Events are taking place across Britain this week to mark Thursday’s 75th anniversary of the arrival of the Windrush, the ship bringing new arrivals to the UK from the Caribbean, which docked in Tilbury on 22 June 1948.

The Windrush flag is being raised in more than 200 locations across England and Wales, including at the Houses of Parliament and the Home Office; all Network Rail stations; over 20 hospitals and NHS sites; around 50 local authorities; and at dozens of churches, schools, universities, theatres and community organisations.

Photo credit: https://www.windrush75.org/
The Widrush flag is being hoisted all over Britain today on the 75th anniversary of the inaugural voyage bringing British-born migrants from the Caribbean to live and work in Britain.

The Port of Tilbury marks the anniversary with a day of celebrations on 22 June. Free events at the London Cruise Terminal include performances by Woodside Academy steel band ‘Woodside Steel’; a Windrush exhibition by artist EveWright with workshops and talks from the National Archives; and an ‘Ageless Teenagers Caribbean Tea Dance’.

75 years have gone by since the first of the Windrush generation arrived in the UK – a landmark moment that altered the course of British history. But what does the day mean to them?
BBC Community reporter  Ashitha Nagesh spoke to a number of older people at a community center in Croydon, near London who had arrived in the UK in the earlier years of the Windrush era.

“Coming from the different islands, we have done a lot in this country – I say we have put the ‘Great’ in Britain,” said Joan Harry, who came to the UK in 1960, aged 19.

She was one of thousands of people who made the move from the Caribbean between the late 1940s and early 1970s, known as the Windrush generation.

Ashitha Nagesh discussed the anniversary with her and some of her friends in a nostalgic recreation of a classic, mid-century British-Caribbean home, run by the Windrush Generation Legacy Association, tucked away in a Croydon shopping centre.

“It means a lot – because it’s about memory, and it reminds you of how Windrush came about,” she said.

“We have worked hard to put this legacy forward – that is a mark that our children can look back and say, ‘our forebears did that’.”

 

June Grandison, meanwhile, tells me that many believed that their stay in the UK would only be brief.

“I came here in 1962,” Ms Grandison recalled. “I thought I was coming for five years, and then would go back home to practise as a nurse. But 60 years later, I’m still here!”

For others, the day has also brought up a lot of memories of when they first arrived here.

Joycelyn Styles, who arrived in 1962 aged 12, vividly remembered what a shock the climate was and says she has still not quite got used to it.

“It was cold and miserable then and it’s cold and miserable now,” she laughed, tongue in cheek.

But while there was a lot of light for this generation, there has also been shade.

Ms Grandison told me of one of her earliest experiences of discrimination in this country, which is still vivid in her mind.

“Before I did nursing, I applied for a job in the West End – not knowing anything about racism, because of course we came from the mother country,” she said.

“My [maiden] name was ‘Brookes’. I applied for the job, I went for the interview, and the lady put me in a room and she never came back to me. I sat there for about six hours, and then the shop was closing, and so I left.

“Because my name was ‘Brookes’, they thought when I applied that I was an English person.”

In the last five years, the name “Windrush” has become synonymous with injustice. The Windrush scandal affected thousands of people from former British colonies who moved to the UK before immigration laws changed in 1971.Sources: BBC, Wikipedia, Windrush75.org

They were given the permanent right to live and work in the UK, but not the documentation to prove this.

This meant they were later denied employment, housing and benefits to which they were entitled. Many were also deported.

## THINGS TO DO
A. Duplicate the stretch of the Windrush anniversary article from "BBC Community reporter  Ashitha" through "1960, aged 19.".
B. Translate this sentence from the Windrush anniversary article into Spanish: "They were given the permanent right to live and work in the UK, but not the documentation to prove this."
These records were taken from a separate source.

[Extracted records]

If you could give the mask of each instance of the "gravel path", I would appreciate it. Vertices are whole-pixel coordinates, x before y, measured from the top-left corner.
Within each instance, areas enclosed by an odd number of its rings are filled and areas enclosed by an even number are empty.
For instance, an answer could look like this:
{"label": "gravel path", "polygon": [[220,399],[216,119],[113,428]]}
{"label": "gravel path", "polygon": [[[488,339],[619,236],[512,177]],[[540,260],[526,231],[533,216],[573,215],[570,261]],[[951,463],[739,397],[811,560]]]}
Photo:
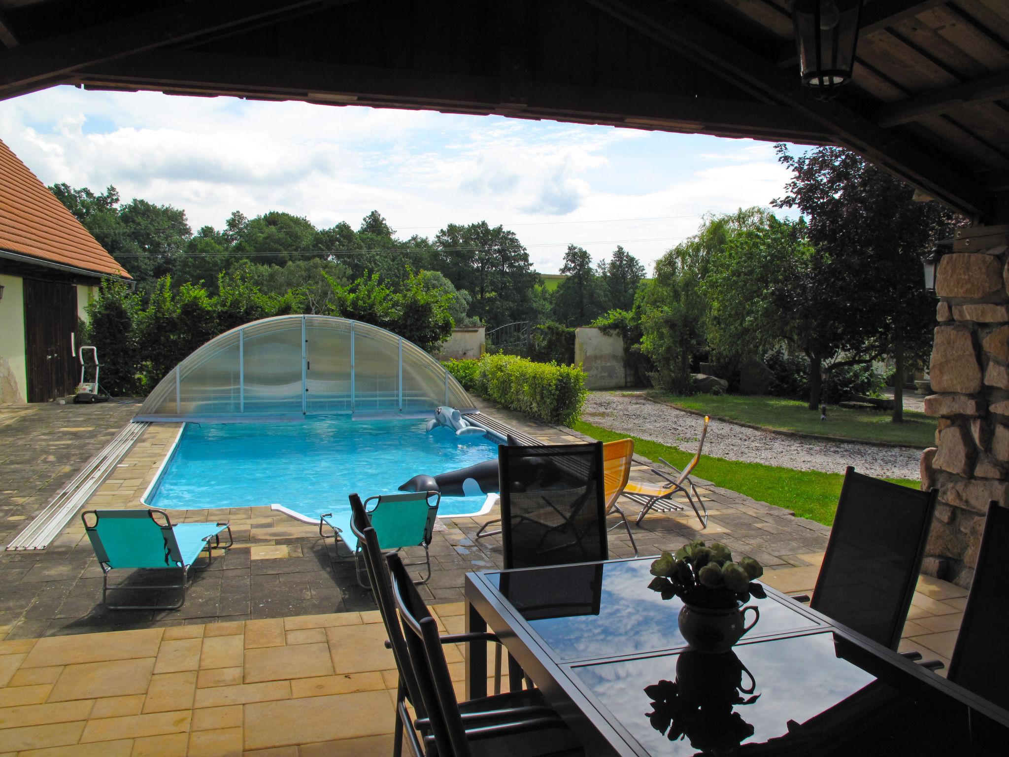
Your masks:
{"label": "gravel path", "polygon": [[[607,392],[589,393],[582,418],[597,426],[689,452],[697,448],[697,434],[702,423],[699,417],[668,405]],[[847,465],[854,465],[856,470],[868,475],[917,478],[921,450],[801,439],[711,421],[704,440],[704,454],[835,473],[844,473]]]}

## EXPECTED RESPONSES
A.
BBC Community reporter  Ashitha Nagesh spoke to a number of older people at a community center in Croydon, near London who had arrived in the UK in the earlier years of the Windrush era.

“Coming from the different islands, we have done a lot in this country – I say we have put the ‘Great’ in Britain,” said Joan Harry, who came to the UK in 1960, aged 19.

B. Se les otorgó el derecho permanente a vivir y trabajar en el Reino Unido, pero no la documentación para demostrarlo.